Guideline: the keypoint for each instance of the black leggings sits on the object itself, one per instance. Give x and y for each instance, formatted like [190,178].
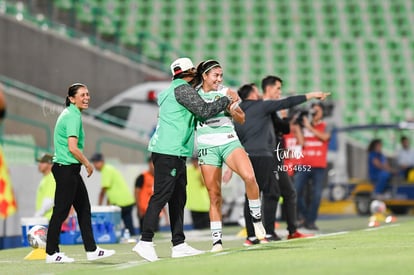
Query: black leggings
[170,180]
[70,190]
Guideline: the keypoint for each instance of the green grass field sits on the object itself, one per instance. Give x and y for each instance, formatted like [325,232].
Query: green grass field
[344,246]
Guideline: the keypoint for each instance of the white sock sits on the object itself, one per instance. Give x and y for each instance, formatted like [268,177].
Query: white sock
[255,209]
[216,228]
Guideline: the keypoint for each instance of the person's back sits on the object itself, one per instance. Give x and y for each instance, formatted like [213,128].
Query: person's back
[176,121]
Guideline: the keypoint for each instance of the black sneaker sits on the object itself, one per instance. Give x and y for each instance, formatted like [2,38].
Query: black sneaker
[272,238]
[311,226]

********

=== Exercise requirements ===
Lay out the lines above as a CSV with two columns, "prompt" and "points". Give one row for each object asked about, with its instruction text in "prompt" and all its coordinates in "points". Put each field in quotes, turn line breaks into spaces, and leave out the pictures.

=== Final answer ===
prompt,points
"Guideline: the keypoint for each instance of the black leggings sits on the object itself, one per instance. Give x and y for each instance, formatted like [190,178]. Query: black leggings","[170,180] [70,190]"
"Guideline: the keypoint for each instance of the green grass field sits on the object itself, one per instance. Give x and y for each instance, formatted like [325,232]. Query: green grass field","[344,246]"
"Guideline: the keypoint for each instance of the white sock sits on the object itself, one per instance. Give x and y for each instance, formatted like [268,177]. Query: white sock","[255,209] [216,228]"
"Guideline: the keypoint for each instance of the person's back sits on the object itself, one per instance. Give x and y for each instance, formatted like [213,128]. Query: person's back","[176,121]"
"Guideline: the keypoint for each instance of the black sneaker sits on the object itself, one per instance. Give x and y for each instance, formatted like [2,38]. Query: black sneaker","[272,238] [311,226]"